_WHAT TO WORK ON:_
Each record is to be repeated exactly as it stands below.
━━ TASK INPUTS ━━
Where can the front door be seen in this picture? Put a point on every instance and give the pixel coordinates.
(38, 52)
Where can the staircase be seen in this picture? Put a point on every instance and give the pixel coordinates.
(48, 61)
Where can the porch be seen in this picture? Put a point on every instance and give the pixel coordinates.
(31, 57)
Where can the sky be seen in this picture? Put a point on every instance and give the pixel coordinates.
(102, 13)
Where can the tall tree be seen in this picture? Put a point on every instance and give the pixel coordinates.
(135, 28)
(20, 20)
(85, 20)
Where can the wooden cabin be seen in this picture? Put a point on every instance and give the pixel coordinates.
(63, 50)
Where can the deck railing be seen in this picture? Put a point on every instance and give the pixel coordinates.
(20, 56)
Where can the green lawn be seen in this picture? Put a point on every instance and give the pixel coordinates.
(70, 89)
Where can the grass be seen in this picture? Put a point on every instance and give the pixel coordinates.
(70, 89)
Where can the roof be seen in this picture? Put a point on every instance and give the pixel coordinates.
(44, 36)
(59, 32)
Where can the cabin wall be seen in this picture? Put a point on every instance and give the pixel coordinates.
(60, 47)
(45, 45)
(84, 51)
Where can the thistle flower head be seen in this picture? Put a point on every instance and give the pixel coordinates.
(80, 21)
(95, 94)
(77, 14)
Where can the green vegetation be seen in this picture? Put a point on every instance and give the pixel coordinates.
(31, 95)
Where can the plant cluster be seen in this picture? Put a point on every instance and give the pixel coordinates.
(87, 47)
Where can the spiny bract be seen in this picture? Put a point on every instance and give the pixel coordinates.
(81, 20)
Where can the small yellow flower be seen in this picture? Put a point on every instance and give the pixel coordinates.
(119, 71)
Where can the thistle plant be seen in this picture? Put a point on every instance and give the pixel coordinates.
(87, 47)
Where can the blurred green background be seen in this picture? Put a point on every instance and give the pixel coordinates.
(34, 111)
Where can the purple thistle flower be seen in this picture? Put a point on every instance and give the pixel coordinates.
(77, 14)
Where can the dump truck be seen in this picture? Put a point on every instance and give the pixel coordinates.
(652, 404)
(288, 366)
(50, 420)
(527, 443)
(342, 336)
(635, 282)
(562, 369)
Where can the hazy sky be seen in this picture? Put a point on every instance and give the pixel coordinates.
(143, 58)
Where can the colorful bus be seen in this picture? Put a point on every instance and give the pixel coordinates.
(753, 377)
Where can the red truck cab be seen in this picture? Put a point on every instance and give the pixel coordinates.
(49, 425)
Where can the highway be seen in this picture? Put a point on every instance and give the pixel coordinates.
━━━
_ANSWER:_
Where can the front door be seen in this picture? Put a point on every instance and give the pixel coordinates.
(38, 52)
Where can the staircase be seen in this picture? Put a point on every instance and give the pixel coordinates.
(48, 61)
Where can the porch be seen in this picture? Put a point on every instance and give the pixel coordinates.
(31, 57)
Where can the sky be seen in this picture? Put a point on every instance and give the pixel coordinates.
(102, 13)
Where can the tall tree be seen in this picture? Put a point on every instance and give the pixel coordinates.
(135, 28)
(20, 20)
(85, 20)
Where can the wooden cabin be seen in this picture? Put a point on every instance and give the pixel coordinates.
(63, 50)
Where can the deck railing be seen in this picture? Put a point on every instance and give the pixel coordinates.
(20, 56)
Where can the green lawn be seen in this picture? Put a point on every instance and give the pixel coordinates.
(70, 89)
Where can the grass be seen in this picture? Put a point on every instance and give the pixel coordinates.
(70, 89)
Where can the roof be seen in this picture? Put a point on every instance and give the pixel coordinates.
(44, 36)
(59, 32)
Where can the cabin wall be seen in this picture? Put a point on every instance and give the pixel coordinates.
(60, 47)
(45, 45)
(84, 51)
Where can the thistle flower head be seen in this picture? Put a point on every instance and give the pixel coordinates.
(80, 21)
(95, 94)
(77, 14)
Where can the green vegetation be seen in this picture? Put a point on every instance and give the pixel coordinates.
(31, 95)
Where can the plant cluster be seen in this picture? Put a point on every instance and give the pixel coordinates.
(87, 47)
Where can the spiny bract be seen in this picture? Put a point on every instance and give the pixel coordinates.
(81, 20)
Where can the small yellow flower be seen in this picture? Put a point on every instance and give the pixel coordinates.
(119, 71)
Where can the thistle plant be seen in this picture? Put a point on every instance and give the pixel coordinates.
(87, 47)
Where can the blurred green background be seen in this picture? Put a point on every instance and give the pixel coordinates.
(34, 111)
Where can the purple thistle flower be seen in this picture? Put a point on every instance and give the pixel coordinates.
(77, 14)
Where can the dump truck be seen in this picture? Put a point on every instance and give the pixel coordinates.
(652, 404)
(288, 366)
(50, 420)
(527, 443)
(342, 336)
(635, 282)
(562, 369)
Where can the hazy sky be seen in this picture? Put a point on every instance and give the pixel coordinates.
(143, 58)
Where can the colorful bus be seen in this picture? Put a point on every instance and give the pixel coordinates.
(753, 377)
Where can the red truck cab be seen in this picture? Put a point on every instance and give the pixel coordinates.
(49, 425)
Where can the highway be seen in this picture? Put a point on every instance and give the pixel coordinates.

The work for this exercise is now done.